**What needs to be done**
Below are some records. Print exactly the lines between the one holding "Grounding task — in the screenshot above, find the floral pillow" and the one holding "Grounding task — in the screenshot above, find the beige", inclusive, and nothing else.

**Input data**
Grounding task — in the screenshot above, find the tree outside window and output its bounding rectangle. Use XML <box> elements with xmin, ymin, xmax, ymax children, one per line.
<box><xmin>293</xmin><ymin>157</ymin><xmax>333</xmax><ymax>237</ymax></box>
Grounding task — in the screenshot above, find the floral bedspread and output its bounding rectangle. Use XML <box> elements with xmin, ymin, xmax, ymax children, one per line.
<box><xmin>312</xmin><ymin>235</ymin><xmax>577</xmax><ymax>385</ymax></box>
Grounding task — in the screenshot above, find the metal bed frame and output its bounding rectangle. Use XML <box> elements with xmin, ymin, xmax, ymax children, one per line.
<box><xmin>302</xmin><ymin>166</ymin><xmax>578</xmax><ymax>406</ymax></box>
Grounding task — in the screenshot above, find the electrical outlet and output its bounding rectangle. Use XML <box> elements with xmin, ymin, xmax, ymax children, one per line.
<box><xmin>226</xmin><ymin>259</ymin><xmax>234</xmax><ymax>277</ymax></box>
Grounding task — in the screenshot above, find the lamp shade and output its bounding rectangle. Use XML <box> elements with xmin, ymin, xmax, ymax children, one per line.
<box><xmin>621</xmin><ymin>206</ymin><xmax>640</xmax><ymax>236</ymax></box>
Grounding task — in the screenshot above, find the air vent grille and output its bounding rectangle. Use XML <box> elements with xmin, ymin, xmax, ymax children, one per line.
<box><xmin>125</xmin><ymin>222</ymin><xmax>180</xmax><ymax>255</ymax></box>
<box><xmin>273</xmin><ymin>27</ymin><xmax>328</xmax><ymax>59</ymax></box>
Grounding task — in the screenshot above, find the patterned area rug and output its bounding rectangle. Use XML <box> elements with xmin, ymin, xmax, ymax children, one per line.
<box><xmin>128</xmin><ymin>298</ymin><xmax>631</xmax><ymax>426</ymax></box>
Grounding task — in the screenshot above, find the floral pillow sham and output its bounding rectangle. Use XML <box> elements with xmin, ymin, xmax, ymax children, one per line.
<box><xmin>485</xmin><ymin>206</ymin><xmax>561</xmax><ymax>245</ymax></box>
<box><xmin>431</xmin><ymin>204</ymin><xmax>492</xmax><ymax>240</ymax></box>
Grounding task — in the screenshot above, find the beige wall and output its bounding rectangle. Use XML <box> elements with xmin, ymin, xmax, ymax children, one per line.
...
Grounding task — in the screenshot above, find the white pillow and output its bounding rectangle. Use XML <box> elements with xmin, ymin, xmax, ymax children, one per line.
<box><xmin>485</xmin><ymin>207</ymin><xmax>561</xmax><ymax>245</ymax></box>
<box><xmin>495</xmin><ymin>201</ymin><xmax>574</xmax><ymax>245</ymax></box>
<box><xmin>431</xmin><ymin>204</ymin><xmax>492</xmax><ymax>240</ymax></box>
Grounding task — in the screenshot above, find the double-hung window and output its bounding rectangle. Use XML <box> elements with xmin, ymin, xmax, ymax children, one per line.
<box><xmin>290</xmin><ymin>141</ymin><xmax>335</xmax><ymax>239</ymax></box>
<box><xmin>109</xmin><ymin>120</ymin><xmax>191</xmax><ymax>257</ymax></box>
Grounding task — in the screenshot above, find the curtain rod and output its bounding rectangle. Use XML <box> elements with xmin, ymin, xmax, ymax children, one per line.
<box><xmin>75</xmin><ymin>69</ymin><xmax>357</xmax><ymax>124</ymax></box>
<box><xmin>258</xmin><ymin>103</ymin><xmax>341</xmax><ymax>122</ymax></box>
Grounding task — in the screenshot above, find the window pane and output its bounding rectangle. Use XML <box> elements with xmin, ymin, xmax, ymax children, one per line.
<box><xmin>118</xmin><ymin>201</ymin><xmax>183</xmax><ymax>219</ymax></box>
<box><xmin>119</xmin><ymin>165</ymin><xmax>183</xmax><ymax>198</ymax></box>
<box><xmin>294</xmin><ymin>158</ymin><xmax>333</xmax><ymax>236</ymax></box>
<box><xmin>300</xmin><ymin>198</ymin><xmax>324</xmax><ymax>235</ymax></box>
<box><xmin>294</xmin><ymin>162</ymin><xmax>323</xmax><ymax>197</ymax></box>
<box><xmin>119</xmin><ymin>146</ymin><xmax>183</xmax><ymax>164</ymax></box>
==
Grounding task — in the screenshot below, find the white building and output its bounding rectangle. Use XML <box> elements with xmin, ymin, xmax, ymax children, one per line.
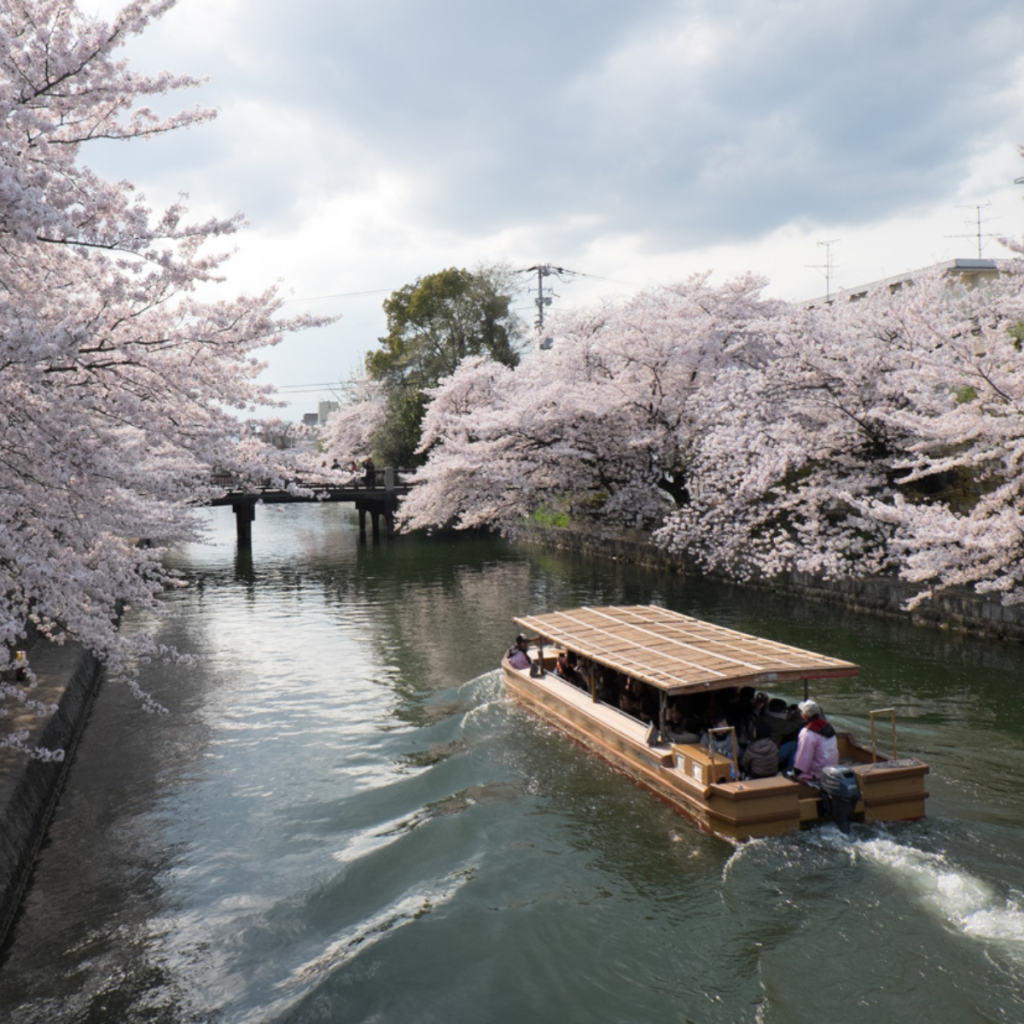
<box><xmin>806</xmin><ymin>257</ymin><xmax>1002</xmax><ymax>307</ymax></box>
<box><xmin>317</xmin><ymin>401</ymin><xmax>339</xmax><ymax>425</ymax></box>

**Response to this exercise**
Grounding task — in the screenshot above, find the floral pillow sham and output its bounding rectangle. Use XML <box> elements with xmin, ymin, xmax, ymax children, one per line.
<box><xmin>485</xmin><ymin>206</ymin><xmax>561</xmax><ymax>245</ymax></box>
<box><xmin>431</xmin><ymin>204</ymin><xmax>492</xmax><ymax>240</ymax></box>
Grounding task — in the screenshot above, find the beige wall and output its bounding rectangle. Use XML <box> elements with xmin, ymin, xmax, ymax children, one per line.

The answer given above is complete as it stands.